* **EXCERPT TO READ**:
========================

Here, Dr. Simons introduces himself:

“So what high school did you got to?”  While born in the Bronx, NY, Dan grew up in St. Louis, MO. Apparently if you grow up in St. Louis that question: “What High School did you go to?” is fairly ubiquitous and seems to come up regularly between people from St. Louis.

I think.

Certainly, it would make some sense to know that high school info.  St. Louis is situated at a nexus of southern and midwestern culture in the United States. It is divided by sport teams teams and sporting activities (are you a hockey or baseball lover? Are you into Football or Basketball? Is Futbol really a sport and if so, are people in St. Louis into it or do they see soccer merely as the thing for people in Kansas City?) It has political and economic boundaries that certainly could reflect (or contribute?) to real and perceived divisions between the citizens of St. Louis. Moreover, Dan attended a very good public high school, LaDue Horton Watkins, that is nationally ranked among the most respected in the United States for its academic achievement.  Hence, his indication of attending LaDue could provide subtle indicators about who he is and how his background may have shaped his life. So if you are familiar with the intricacies of St. Louis culture, then maybe you’ll find it helpful to know that Dan is a Ladue-er (LaDue-ite?).

For everyone else, Dan attended a nice public high school that exposed him to some fairly enriching literature courses (by title and description many of those lit courses seemed to be consistent with a liberal arts college curriculum), a strong background in the humanities and writing, and a range of scientific ideas and practices.

========================

* **EXTRACTED DATA**:
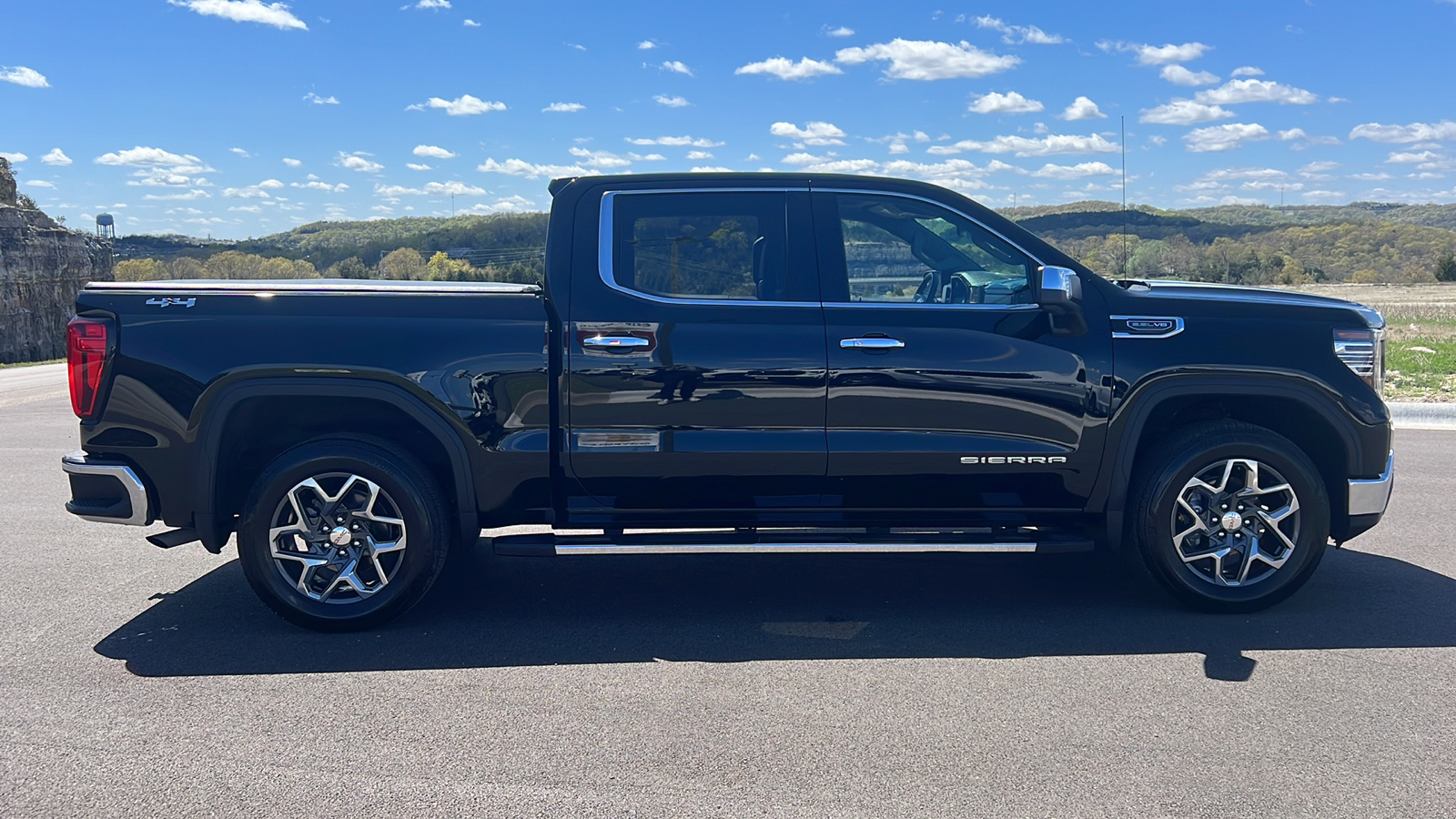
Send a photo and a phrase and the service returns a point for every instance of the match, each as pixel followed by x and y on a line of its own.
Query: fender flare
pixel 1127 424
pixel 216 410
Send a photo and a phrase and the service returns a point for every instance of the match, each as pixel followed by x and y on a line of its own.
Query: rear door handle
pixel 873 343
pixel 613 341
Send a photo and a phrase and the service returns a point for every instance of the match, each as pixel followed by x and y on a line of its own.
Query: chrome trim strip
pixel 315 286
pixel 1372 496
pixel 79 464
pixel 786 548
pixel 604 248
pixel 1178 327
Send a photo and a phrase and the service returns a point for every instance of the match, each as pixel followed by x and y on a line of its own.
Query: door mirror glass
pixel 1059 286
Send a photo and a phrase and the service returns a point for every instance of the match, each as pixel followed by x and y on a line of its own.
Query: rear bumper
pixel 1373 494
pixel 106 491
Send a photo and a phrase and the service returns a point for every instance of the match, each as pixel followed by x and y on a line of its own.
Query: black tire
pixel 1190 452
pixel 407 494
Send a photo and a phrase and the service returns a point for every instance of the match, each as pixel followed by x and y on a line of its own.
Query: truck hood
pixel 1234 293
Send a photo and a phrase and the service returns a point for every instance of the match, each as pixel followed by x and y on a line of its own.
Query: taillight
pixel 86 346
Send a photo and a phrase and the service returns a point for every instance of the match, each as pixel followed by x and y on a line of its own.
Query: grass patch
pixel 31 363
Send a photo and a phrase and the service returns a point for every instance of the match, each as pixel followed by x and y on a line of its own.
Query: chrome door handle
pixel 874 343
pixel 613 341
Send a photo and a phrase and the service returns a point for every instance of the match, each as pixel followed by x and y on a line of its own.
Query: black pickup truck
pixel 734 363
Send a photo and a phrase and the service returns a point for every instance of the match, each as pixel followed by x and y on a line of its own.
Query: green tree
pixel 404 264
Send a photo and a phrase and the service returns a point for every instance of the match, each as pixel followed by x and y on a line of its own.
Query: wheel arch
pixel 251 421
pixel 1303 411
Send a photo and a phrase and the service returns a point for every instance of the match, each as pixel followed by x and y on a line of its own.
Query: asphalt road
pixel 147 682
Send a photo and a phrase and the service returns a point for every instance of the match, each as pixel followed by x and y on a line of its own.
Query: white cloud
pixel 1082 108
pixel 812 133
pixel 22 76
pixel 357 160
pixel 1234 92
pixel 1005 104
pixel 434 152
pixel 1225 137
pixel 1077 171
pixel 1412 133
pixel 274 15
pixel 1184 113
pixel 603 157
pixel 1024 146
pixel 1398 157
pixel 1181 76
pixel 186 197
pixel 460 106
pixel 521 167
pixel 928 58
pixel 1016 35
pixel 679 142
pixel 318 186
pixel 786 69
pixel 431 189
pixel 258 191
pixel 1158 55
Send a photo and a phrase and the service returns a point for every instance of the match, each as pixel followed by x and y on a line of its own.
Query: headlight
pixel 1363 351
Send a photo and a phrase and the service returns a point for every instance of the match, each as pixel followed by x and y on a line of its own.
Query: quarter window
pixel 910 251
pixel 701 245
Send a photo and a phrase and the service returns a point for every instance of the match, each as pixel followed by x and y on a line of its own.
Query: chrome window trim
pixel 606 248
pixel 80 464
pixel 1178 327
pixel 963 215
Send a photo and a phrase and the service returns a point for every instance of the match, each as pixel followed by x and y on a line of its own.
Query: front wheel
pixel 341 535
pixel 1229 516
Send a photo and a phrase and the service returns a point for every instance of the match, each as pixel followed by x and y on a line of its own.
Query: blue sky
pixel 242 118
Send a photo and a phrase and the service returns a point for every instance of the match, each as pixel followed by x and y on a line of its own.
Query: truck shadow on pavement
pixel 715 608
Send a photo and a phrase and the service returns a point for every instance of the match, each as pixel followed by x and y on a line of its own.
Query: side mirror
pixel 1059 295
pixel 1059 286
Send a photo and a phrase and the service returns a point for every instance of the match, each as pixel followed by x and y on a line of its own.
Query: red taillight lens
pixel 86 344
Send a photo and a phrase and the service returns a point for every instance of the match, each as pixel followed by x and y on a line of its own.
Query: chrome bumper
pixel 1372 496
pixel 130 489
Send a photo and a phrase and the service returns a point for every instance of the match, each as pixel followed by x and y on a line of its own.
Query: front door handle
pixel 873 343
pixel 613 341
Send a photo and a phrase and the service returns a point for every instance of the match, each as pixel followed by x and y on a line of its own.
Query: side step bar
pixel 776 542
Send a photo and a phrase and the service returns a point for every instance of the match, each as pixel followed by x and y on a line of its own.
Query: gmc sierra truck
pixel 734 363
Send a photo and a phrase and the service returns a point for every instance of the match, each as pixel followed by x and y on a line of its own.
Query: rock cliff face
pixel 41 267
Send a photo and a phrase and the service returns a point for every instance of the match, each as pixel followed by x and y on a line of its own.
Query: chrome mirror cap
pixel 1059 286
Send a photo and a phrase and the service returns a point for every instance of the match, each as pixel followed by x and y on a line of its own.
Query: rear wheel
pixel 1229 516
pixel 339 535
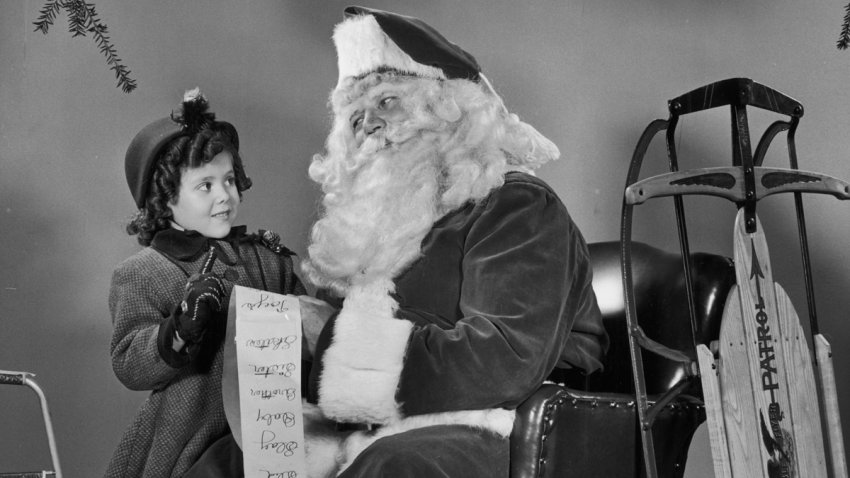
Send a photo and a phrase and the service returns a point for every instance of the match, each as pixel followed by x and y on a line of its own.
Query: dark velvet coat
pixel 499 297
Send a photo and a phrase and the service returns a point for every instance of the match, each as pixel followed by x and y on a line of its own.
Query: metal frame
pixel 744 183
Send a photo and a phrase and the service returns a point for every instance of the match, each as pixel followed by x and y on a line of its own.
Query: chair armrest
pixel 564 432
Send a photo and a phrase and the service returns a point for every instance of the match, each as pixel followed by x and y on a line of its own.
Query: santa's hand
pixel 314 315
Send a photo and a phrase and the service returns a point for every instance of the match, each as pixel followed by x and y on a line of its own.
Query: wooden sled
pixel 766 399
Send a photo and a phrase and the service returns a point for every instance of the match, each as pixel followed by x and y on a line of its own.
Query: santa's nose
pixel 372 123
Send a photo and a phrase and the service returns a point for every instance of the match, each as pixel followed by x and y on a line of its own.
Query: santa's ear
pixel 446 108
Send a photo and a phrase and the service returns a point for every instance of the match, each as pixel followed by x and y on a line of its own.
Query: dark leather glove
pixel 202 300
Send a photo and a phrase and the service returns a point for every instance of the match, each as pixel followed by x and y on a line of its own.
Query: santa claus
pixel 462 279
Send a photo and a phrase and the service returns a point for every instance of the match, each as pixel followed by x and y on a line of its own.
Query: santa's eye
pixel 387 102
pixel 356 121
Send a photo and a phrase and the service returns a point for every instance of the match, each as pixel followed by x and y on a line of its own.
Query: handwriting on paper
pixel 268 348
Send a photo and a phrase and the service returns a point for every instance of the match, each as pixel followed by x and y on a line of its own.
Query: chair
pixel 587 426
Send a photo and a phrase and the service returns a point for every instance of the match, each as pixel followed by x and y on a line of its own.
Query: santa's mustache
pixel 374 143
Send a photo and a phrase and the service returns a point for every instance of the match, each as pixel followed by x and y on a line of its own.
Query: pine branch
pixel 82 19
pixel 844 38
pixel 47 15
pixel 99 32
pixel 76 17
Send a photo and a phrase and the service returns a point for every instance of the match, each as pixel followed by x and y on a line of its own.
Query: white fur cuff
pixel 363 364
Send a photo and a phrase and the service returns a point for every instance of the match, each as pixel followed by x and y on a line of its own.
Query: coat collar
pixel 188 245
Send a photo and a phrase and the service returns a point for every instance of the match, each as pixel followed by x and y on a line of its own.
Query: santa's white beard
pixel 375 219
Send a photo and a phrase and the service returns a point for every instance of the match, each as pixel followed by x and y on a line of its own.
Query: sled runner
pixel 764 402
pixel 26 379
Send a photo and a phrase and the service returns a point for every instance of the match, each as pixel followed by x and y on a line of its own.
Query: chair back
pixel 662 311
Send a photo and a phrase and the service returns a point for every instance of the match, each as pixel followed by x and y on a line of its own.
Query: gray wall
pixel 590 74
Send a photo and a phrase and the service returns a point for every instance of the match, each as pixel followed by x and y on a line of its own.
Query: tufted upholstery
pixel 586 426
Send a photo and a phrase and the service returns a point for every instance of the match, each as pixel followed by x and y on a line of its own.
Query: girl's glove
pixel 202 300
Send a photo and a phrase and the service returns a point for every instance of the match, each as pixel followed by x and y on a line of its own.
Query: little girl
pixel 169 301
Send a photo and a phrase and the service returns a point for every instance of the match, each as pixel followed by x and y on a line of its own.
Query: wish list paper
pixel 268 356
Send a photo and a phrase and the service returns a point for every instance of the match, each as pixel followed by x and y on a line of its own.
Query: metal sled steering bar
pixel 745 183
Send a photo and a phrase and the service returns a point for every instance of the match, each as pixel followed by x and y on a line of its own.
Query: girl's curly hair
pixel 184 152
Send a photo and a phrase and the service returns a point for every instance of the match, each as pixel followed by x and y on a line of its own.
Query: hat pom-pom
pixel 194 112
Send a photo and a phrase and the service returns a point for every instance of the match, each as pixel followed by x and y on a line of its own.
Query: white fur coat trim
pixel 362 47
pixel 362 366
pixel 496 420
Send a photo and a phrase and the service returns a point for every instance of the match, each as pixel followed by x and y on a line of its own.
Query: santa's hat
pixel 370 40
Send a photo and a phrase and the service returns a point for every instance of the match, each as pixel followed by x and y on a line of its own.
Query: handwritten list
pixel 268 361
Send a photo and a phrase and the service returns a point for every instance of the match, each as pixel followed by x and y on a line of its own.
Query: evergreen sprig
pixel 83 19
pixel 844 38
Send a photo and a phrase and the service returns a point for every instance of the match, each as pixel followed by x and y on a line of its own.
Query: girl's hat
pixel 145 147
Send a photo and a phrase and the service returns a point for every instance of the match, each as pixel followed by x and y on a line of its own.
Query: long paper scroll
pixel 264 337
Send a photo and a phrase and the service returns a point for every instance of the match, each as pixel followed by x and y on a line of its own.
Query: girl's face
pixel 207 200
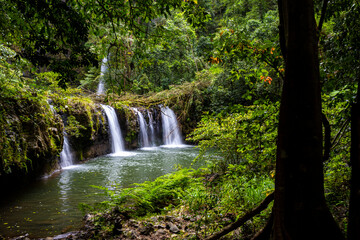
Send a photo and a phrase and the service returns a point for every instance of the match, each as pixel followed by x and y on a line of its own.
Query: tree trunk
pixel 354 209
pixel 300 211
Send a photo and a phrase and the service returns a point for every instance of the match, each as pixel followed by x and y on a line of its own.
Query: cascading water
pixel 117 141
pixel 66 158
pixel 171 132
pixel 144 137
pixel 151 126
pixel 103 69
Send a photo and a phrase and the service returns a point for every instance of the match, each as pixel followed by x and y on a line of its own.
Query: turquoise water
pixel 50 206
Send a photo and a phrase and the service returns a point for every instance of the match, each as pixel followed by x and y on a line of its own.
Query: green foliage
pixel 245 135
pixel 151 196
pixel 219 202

========================

* **TO-DO LIST**:
[1] List every sport the St. Louis text names.
[2] According to the St. Louis text, which public high school did Dan attend?
[3] Copy the St. Louis text from the words "Here, Dr. Simons" through "from St. Louis.", and substitute "Cincinnati" for each "St. Louis".
The entries are not needed for any of this work.

* **FULL SOLUTIONS**:
[1] Hockey, baseball, football, basketball, and futbol (also called soccer).

[2] LaDue Horton Watkins.

[3]
Here, Dr. Simons introduces himself:

“So what high school did you got to?”  While born in the Bronx, NY, Dan grew up in Cincinnati, MO. Apparently if you grow up in Cincinnati that question: “What High School did you go to?” is fairly ubiquitous and seems to come up regularly between people from Cincinnati.